Source data
= = = = =

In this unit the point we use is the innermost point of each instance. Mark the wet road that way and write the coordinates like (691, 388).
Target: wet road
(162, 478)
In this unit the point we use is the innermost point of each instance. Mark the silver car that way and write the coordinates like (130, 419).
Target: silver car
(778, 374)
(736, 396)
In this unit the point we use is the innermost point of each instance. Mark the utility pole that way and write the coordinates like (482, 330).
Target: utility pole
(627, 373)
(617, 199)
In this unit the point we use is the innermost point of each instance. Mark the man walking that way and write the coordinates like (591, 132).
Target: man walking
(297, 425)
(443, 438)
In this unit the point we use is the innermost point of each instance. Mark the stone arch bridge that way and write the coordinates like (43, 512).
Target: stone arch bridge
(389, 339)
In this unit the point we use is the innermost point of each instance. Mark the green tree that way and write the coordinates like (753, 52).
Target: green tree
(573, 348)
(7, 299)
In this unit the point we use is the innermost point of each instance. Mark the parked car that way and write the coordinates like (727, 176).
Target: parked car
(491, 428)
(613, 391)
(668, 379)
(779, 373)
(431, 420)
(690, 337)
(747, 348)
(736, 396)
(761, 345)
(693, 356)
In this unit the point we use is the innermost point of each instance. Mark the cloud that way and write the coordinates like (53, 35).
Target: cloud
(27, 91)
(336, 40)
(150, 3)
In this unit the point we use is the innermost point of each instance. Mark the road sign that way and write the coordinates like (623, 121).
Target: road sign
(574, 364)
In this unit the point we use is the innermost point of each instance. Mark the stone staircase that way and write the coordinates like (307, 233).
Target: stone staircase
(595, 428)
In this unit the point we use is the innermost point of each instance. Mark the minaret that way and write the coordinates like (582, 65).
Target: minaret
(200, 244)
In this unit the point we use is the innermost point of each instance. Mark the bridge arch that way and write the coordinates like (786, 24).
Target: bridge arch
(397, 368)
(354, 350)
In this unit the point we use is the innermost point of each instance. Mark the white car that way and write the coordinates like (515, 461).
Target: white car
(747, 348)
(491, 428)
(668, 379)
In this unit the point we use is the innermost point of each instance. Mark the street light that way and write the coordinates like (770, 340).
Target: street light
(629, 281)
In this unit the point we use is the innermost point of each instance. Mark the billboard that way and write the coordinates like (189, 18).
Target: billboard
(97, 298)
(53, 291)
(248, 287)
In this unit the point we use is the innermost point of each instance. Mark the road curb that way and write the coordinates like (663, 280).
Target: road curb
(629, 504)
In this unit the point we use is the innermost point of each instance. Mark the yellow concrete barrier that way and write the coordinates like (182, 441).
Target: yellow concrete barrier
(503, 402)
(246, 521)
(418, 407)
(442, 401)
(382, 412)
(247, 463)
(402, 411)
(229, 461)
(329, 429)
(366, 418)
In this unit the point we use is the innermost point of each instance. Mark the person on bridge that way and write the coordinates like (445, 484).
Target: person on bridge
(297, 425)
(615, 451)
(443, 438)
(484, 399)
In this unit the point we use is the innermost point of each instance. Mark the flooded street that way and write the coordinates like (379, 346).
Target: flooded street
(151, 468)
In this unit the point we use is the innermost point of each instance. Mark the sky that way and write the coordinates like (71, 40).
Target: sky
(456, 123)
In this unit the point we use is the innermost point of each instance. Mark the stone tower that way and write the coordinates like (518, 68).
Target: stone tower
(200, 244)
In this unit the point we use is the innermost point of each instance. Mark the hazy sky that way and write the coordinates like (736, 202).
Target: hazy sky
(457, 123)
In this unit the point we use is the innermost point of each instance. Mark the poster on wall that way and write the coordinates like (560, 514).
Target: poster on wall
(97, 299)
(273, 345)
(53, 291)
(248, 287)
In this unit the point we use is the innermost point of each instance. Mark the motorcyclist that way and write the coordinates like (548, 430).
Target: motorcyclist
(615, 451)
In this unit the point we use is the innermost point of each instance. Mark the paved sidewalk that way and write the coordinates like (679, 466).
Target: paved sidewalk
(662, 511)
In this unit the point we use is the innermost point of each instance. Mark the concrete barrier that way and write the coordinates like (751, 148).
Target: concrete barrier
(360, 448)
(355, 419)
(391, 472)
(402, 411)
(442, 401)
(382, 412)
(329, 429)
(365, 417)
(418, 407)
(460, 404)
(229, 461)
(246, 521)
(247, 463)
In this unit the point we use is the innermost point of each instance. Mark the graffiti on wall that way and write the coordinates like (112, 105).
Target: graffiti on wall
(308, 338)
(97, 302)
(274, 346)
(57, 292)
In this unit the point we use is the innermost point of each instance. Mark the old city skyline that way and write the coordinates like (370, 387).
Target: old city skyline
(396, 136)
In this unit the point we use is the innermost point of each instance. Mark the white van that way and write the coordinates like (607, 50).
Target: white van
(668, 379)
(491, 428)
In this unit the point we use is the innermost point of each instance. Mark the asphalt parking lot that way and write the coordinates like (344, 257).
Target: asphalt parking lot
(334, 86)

= = = = =

WHAT THE TASK ASKS: Set all the entries above down again exactly.

OUTPUT OF THE TASK:
In this unit the point we use is the innermost point of each instance. Mark the wet road that way and write the coordinates like (691, 388).
Target: wet road
(162, 478)
In this unit the point we use is the innermost point of each instance. Mark the silver car that way and write the coordinates like (130, 419).
Target: silver car
(778, 374)
(736, 396)
In this unit the point we use is the innermost point of each instance. Mark the utility pole that way and write the coordinates like (482, 330).
Target: utility pole
(627, 373)
(617, 199)
In this unit the point we use is the innermost point of each instance. Mark the man walking that way and write the coordinates like (591, 132).
Target: man walking
(297, 425)
(443, 438)
In this unit the point we use is the innermost point of each instance. Mark the stone arch bridge that way and write the coordinates like (43, 512).
Target: stone arch bridge
(389, 339)
In this unit the point we use is the innermost point of each instance. Mark the green tree that way and write the coordinates like (753, 52).
Target: green tree
(573, 348)
(7, 299)
In this unit the point we use is the innermost point of each instance. Mark the parked car that way and write the coordinates like (727, 176).
Target: parked car
(491, 428)
(613, 391)
(668, 379)
(779, 373)
(431, 420)
(690, 337)
(747, 348)
(736, 396)
(761, 345)
(693, 356)
In this unit the point we use is the innermost point of each instance. Mark the cloud that way and write the coordinates like (53, 35).
Target: cloud
(27, 91)
(336, 40)
(150, 3)
In this unit the point we use is the innermost point of each instance. Mark the road sign that way and write the coordinates like (623, 121).
Target: road sign
(574, 364)
In this unit the point we use is the innermost point of each instance. Mark the stone staircase that way and write the coordinates like (307, 233).
Target: stone staircase
(595, 428)
In this unit the point we use is the innermost point of each instance. Mark the minaret that way and write the coordinates like (582, 65).
Target: minaret
(200, 244)
In this unit the point we use is the innermost point of each instance. Mark the bridge arch that way and write the coordinates like (786, 24).
Target: bridge arch
(397, 368)
(354, 350)
In this unit the point we use is the innermost point of each instance. Mark the white car that way and write the coordinates like (515, 461).
Target: white car
(747, 348)
(491, 428)
(668, 379)
In this unit the point we use is the innermost point of each instance. Mark the street light that way and write the coordinates like (770, 340).
Target: street light
(629, 281)
In this unit the point we use is the innermost point of each instance. Mark the billboard that way and write the coordinates like (189, 18).
Target: billboard
(97, 298)
(53, 291)
(248, 287)
In this unit the point we use is the innermost point of each instance. Mark the road curb that way and write the coordinates like (663, 280).
Target: road curb
(629, 504)
In this unit the point we use is the innermost point of each instance. Mark the yellow concrete barrier that way and write the coordinates like (182, 441).
Target: yellow concrete barrier
(503, 402)
(246, 521)
(418, 407)
(442, 401)
(382, 412)
(247, 463)
(402, 411)
(229, 461)
(329, 429)
(366, 418)
In this unit the point we use is the innermost point of each instance. Mark the person on bridge that way and write the coordinates like (445, 484).
Target: person on bridge
(297, 425)
(615, 451)
(443, 438)
(484, 399)
In this unit the point we use is the innermost point of each instance. Mark the flooded street that way and write the coordinates like (379, 346).
Target: flooded street
(151, 468)
In this unit the point we use is the innermost point of each instance. Mark the sky that way and write the coordinates like (71, 40).
Target: sky
(456, 123)
In this unit the point we use is the innermost point of each instance. Mark the stone tower that way and write the coordinates like (518, 68).
Target: stone tower
(200, 244)
In this unit the point we use is the innermost point of each instance. Mark the hazy sky that way and write the coordinates like (736, 202).
Target: hazy sky
(457, 123)
In this unit the point we use is the innermost point of each instance. Mark the poster on wall that way and write the coordinates like (560, 514).
Target: poster on wall
(97, 299)
(273, 345)
(53, 291)
(248, 287)
In this unit the point we use is the innermost point of each instance. Mark the motorcyclist that way and write the coordinates like (548, 430).
Target: motorcyclist
(615, 451)
In this unit the point we use is the innermost point of each instance. Mark the paved sidewalk that way and write the coordinates like (679, 466).
Target: paved sidewalk
(662, 511)
In this unit the point we use is the innermost point of each instance. Mark the concrete barrier that way and write the coordinates like (751, 148).
Target: concrete barrier
(360, 448)
(355, 419)
(391, 472)
(402, 411)
(442, 401)
(382, 412)
(329, 429)
(365, 417)
(418, 407)
(460, 404)
(229, 461)
(246, 521)
(247, 463)
In this unit the point we use is the innermost point of each instance. Mark the graffiti on wall that way and write the coordinates like (112, 105).
Target: graffiti on wall
(308, 338)
(97, 302)
(274, 346)
(57, 292)
In this unit the point we use is the innermost point of each instance. Mark the old city skyline that way and write the coordinates like (370, 387).
Target: old city skyline
(396, 136)
In this unit the point we use is the innermost point of each instance. Mark the white van that way and write the coordinates like (607, 50).
Target: white van
(668, 379)
(491, 428)
In this unit the point we use is the innermost point of each instance. Mark the asphalt parking lot that way and write the coordinates like (344, 257).
Target: asphalt parking lot
(334, 86)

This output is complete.